● SHORT PROBLEM 1
In the interview about the US radical literary left, copy word for word the passage between "Personal and Political" and "work back then?", inclusive.
● SHORT PROBLEM 2
According to the interview about the US radical literary left, who was the speaker's dissertation director at the time the Farrell material was written?
● SHORT PROBLEM 3
Continue the interview about the US radical literary left past its final sentence.

START PASSAGE TO READ

Personal and Political

<49> JR: Your book on James Farrell seems a logical start to your career as a literary historian of the US radical literary left. Did it seem that way then? Could you see the present trajectory of your work back then?

<50> AW: As I recall, I wrote many of the drafts of the opening sections of what became The New York Intellectuals when I was a graduate student; in particular, the material on Max Eastman, Edmund Wilson, the Menorah Journal, and the journey of Partisan Review up until 1939. Then I wrote a big chunk on Farrell, and it was suggested by my dissertation director at that time, Fredrick Crews, that this might suffice for the dissertation as a whole. My original aim, at least when I wrote my dissertation prospectus, had been to focus mainly on the question of Trotsky's influence on the Literary Left in the 1930s. But after I published the book on Farrell rather quickly in a New York University Press series, and then the book on John Wheelwright and Sherry Mangan (The Revolutionary Imagination, which is substantially about Marxism and Modernism in poetry), I realized that I had to step back and think on a larger scale if I was going to make a significant contribution to understanding the Literary Left. The New York Intellectuals was the result of this switch from focusing on literary Trotskyism to seeing literary Trotskyism as a dynamic center of something larger and less easily classifiable. Still, my work through the 1987 was anticipated in embryo by my thinking in graduate school; what kept expanding was my research base and the range of figures who attracted my interest that kept expanding.

<51> JR: To what degree do we still today need to deal with unpacking the Trotskyist/Stalinist conflict(s) common to this period? How formative were these to your own upbringing as a scholar and political thinker?

<52> AW: To me, the issue is not really "the Trotskyist/Stalinist conflict." It is the predicament in which Stalinism represents the experience of revolutionary defeat; in this case, the degeneration of the once-promising Russian Revolution into a murderous totalitarian dictatorship. This catastrophe generated illusions tragically compromising the socialist movement (and a tiny number of scholars still hold to those illusions about Stalin). Trotskyism is noteworthy as one critique of Stalinism, albeit especially compelling because it is powerful and Marxist; but "Trotskyism" is variously interpreted and hardly the only ball-game in town. In my case, the centerpiece of my political contribution to Left history has been trying to assert the legitimacy and necessity of a Far Left or Marxist anti-Stalinism; that is, a form of revolutionary socialism in which anti-Stalinism is a crucial part of the picture yet not the main point - which of course needs to be a positive one. I don't expect other scholars to say exactly the same thing, but I feel that it is necessary to at least integrate an estimation of Stalinism into one's perspective. Of course, one should realize that many critics on the Right, journalists and academics, will still label an anti-Stalinist Marxist as somehow sympathetic to Stalinism; for them, the primary issue is that one is on the Left, and linking such a person to Stalinism is the principal way they have of discrediting one. That's sad, but it should not prevent our presenting a candid estimate of the past.

END PASSAGE TO READ
START DATA EXTRACT

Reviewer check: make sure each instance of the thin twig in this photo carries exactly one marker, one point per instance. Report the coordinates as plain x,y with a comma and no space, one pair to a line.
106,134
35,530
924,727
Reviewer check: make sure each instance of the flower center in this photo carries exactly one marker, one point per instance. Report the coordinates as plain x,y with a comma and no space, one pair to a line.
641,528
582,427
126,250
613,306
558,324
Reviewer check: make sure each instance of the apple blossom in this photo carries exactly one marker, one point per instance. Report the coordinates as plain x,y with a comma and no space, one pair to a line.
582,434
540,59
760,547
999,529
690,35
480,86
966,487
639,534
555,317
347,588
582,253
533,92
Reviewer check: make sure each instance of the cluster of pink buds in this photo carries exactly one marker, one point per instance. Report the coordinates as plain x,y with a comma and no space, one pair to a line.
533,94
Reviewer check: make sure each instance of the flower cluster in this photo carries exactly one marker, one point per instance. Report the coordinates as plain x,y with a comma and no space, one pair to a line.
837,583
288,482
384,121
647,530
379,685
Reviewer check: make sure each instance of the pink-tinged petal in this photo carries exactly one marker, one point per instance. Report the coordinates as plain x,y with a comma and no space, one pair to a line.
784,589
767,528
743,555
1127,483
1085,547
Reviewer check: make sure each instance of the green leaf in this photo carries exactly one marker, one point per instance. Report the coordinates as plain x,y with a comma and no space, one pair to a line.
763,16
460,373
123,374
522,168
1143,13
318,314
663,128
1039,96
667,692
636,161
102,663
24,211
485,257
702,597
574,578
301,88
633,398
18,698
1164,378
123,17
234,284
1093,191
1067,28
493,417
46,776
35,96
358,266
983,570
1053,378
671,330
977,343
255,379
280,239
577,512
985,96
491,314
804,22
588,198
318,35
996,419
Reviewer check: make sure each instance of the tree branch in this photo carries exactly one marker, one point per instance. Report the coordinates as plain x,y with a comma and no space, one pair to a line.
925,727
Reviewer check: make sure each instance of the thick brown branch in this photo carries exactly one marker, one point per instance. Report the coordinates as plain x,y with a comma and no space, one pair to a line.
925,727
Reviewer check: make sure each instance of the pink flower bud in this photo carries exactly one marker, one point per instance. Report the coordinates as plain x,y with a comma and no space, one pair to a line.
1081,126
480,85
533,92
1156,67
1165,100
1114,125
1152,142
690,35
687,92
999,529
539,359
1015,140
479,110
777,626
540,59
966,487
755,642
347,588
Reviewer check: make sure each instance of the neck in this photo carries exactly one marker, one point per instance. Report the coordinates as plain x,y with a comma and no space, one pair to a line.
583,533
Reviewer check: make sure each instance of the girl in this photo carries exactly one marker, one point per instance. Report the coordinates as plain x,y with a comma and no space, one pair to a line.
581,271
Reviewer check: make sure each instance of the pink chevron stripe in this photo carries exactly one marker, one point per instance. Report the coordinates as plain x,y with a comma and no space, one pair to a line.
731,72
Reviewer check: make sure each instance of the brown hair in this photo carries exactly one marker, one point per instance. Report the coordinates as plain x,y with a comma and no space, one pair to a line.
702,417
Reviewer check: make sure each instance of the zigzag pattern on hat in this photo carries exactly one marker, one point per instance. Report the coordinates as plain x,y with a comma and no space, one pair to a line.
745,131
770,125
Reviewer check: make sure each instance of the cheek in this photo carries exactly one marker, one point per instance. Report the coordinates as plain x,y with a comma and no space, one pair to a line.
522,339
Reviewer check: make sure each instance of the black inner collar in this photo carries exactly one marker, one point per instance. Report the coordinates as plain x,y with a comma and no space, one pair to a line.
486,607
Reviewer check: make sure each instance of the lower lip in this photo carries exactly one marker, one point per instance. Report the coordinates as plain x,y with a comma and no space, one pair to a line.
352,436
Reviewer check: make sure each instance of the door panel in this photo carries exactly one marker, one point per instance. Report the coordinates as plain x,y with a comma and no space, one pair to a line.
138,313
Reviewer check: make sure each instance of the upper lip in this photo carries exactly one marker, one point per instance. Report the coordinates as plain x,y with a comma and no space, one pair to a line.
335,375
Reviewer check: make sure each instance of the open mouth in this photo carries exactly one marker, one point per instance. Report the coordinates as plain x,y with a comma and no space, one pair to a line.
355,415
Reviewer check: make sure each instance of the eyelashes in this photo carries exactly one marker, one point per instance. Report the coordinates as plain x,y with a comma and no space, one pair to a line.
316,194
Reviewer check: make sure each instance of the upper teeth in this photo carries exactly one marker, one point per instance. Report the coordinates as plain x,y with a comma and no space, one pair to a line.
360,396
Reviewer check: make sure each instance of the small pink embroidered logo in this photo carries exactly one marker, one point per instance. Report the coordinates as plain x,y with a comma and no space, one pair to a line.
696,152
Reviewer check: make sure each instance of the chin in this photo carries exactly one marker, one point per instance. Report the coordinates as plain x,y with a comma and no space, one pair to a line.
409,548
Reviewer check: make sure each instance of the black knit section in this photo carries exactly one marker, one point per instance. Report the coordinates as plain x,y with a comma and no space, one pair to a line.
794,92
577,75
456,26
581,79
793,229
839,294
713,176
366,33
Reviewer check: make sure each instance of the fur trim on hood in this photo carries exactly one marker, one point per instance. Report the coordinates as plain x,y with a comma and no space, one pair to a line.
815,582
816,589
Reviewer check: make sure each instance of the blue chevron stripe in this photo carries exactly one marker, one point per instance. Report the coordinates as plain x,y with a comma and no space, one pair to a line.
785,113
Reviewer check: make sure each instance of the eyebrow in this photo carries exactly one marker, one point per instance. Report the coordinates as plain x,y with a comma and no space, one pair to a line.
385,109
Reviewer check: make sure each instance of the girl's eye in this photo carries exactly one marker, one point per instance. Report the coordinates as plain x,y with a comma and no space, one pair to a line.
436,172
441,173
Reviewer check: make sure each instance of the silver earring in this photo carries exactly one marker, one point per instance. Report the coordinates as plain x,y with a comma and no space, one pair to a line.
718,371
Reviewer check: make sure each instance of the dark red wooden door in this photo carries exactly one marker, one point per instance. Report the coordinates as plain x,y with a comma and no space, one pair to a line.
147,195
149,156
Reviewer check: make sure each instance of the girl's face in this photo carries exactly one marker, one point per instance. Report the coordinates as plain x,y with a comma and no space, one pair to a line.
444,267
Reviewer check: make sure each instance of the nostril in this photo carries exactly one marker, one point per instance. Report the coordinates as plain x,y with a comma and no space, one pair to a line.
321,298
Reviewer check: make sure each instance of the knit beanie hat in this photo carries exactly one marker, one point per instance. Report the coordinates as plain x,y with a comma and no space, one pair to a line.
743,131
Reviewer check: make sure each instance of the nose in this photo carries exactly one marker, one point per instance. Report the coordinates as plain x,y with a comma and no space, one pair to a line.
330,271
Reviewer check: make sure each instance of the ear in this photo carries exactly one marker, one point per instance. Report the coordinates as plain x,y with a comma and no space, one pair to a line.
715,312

END DATA EXTRACT

● RESULT 1
Personal and Political

<49> JR: Your book on James Farrell seems a logical start to your career as a literary historian of the US radical literary left. Did it seem that way then? Could you see the present trajectory of your work back then?

● RESULT 2
Fredrick Crews

● RESULT 3
<53> In terms of my personal background, I was fortunate enough to grow up in a liberal but conventionally patriotic family that was neither attracted to nor unduly obsessed with denouncing the USSR, so I did not have any emotional baggage in regard to this issue. As a student activist in the New Left, I was primarily motivated by concerns about racism, poverty, and the war, and skeptical of all states and governments. Later, after I was moved more decisively Left during my activity with SDS and Cleveland ERAP (Economic Research and Action Project of SDS), and some time abroad, I encountered a version of Trotskyism through New Left Review, Ernest Mandel, Michael Löwy, and others, that was sophisticated and helped to guide me through an understanding of revolutionary history that has been useful to the present. I was also influenced by a period of membership in the Socialist Workers Party where I was exposed to the writings of James P. Cannon and C. L. R. James. Cannon still appeals to me as the one veteran leader of early communism in the U.S. who retained his youthful socialist idealism, and I hope that the extraordinary new biography by Bryan Palmer, James P. Cannon and the Origins of the American Revolutionary Left, 1890-1928, will help him to be better known. James, of course, subsequently morphed into a major figure in cultural studies.

<54> JR: How has your understanding of the U.S. 20th century Literary Left developed and changed over time from your early work on The New York Intellectuals, to Writing from the Left, to Exiles and Trinity?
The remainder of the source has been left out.